* **THE EXERCISE**: Rewrite the lines starting with the line that has "foreground vegetation and provide bounding boxes." and ending after the line that has "[728,264,785,314]", putting "dark hair" in place of "black hair" and keeping everything else the same.

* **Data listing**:
☆ ☆ ☆

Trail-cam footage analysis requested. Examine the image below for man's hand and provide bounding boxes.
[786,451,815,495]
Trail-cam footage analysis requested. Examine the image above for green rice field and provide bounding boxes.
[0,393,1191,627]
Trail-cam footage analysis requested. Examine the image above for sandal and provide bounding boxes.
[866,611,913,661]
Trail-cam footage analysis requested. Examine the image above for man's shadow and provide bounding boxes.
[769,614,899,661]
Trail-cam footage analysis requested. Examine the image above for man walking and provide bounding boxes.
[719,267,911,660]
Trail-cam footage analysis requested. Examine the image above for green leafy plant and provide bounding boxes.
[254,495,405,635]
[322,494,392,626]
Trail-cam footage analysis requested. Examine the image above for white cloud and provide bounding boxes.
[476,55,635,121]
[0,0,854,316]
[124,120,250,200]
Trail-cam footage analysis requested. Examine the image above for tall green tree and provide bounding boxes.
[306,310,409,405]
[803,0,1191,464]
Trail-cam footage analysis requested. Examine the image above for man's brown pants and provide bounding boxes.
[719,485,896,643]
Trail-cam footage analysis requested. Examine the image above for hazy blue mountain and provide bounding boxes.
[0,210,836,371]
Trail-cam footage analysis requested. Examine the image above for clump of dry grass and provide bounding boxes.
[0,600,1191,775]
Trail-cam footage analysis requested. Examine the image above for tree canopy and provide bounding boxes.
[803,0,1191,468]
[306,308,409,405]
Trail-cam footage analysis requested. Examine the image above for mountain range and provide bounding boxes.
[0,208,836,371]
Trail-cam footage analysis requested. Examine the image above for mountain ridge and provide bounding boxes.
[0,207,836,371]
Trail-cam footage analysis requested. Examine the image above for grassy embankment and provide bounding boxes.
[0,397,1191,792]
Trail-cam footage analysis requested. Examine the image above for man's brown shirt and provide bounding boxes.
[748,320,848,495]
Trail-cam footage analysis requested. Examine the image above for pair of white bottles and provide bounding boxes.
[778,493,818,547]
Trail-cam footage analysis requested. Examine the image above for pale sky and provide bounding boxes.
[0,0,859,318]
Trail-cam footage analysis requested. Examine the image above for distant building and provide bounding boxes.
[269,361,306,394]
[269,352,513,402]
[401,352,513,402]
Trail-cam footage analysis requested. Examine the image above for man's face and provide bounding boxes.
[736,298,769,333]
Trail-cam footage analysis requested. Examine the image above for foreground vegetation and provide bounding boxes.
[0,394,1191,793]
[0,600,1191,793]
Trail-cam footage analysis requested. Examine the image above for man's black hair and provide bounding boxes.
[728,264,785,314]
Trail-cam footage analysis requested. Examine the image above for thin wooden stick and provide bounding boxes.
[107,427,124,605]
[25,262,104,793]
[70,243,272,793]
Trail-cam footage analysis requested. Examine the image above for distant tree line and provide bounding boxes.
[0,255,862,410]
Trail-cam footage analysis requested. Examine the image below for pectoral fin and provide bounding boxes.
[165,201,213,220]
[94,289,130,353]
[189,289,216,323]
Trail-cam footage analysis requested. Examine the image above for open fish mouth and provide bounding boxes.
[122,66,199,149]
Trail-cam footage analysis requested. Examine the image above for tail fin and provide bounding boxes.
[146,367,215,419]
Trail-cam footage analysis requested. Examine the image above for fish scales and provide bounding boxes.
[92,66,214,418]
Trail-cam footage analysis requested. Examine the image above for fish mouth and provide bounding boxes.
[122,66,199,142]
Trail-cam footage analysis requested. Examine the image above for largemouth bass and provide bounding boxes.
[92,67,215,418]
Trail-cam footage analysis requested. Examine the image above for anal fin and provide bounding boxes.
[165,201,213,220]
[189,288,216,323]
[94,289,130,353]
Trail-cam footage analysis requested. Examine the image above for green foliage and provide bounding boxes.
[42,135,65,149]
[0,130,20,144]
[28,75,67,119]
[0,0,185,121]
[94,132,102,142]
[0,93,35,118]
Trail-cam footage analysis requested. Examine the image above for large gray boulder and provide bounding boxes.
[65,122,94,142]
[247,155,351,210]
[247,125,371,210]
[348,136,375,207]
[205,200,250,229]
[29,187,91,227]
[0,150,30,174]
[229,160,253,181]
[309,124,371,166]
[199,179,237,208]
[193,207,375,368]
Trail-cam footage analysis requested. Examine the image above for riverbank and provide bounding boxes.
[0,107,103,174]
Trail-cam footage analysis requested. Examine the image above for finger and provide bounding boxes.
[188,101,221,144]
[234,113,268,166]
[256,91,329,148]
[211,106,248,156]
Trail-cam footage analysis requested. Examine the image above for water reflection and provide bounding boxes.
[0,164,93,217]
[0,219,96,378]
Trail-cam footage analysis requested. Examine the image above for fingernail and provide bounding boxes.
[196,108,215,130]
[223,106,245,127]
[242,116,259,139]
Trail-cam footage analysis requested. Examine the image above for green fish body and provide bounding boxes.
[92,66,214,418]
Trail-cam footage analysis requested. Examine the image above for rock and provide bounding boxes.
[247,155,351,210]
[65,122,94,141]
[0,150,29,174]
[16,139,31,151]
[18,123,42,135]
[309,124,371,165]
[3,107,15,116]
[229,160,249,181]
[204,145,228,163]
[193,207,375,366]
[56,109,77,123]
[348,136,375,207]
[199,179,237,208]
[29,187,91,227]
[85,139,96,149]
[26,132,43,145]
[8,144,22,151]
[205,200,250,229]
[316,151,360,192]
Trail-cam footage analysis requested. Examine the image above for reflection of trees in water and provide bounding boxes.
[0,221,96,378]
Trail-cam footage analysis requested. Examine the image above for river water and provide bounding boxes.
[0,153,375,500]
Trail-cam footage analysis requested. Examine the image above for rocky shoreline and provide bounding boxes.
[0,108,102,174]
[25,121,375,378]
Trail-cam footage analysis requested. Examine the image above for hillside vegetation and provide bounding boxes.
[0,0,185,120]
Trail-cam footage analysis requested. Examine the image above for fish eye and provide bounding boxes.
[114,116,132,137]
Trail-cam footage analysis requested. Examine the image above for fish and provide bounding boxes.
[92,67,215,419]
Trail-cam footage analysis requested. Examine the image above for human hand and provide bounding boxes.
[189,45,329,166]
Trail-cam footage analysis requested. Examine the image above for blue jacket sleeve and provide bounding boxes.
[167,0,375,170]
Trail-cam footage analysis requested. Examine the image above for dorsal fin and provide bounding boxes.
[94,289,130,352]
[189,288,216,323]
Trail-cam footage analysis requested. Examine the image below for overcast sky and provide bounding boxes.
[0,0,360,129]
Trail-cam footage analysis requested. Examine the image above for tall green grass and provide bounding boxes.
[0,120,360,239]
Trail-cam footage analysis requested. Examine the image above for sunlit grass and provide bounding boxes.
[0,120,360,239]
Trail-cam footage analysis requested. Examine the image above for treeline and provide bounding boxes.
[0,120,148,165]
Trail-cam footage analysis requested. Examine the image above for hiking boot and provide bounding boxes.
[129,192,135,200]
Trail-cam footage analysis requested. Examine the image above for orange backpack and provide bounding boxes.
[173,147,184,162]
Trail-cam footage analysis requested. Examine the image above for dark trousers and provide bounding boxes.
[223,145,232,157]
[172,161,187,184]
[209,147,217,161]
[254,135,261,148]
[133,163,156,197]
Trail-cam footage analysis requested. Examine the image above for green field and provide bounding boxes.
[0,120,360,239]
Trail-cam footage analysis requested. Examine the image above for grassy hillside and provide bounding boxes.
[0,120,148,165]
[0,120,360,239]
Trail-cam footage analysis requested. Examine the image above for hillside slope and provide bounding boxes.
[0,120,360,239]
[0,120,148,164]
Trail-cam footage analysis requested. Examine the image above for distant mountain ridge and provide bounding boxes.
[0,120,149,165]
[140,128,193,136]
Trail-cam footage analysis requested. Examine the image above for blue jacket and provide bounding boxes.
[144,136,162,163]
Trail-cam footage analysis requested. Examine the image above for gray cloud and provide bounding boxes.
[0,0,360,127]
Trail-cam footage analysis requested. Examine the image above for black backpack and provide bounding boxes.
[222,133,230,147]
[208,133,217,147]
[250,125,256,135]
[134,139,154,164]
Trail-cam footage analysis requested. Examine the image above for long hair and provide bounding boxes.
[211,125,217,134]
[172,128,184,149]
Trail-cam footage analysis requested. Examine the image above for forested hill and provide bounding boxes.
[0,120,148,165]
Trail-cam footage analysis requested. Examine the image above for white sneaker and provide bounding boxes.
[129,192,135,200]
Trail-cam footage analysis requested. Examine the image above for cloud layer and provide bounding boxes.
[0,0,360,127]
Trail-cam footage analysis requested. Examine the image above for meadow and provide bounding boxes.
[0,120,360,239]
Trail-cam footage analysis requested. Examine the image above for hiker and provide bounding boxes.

☆ ☆ ☆

* **PROBLEM SOLUTION**:
Trail-cam footage analysis requested. Examine the image above for foreground vegetation and provide bounding boxes.
[0,394,1191,793]
[0,600,1191,793]
Trail-cam footage analysis requested. Examine the image above for man's dark hair and provide bounding boxes.
[728,264,785,314]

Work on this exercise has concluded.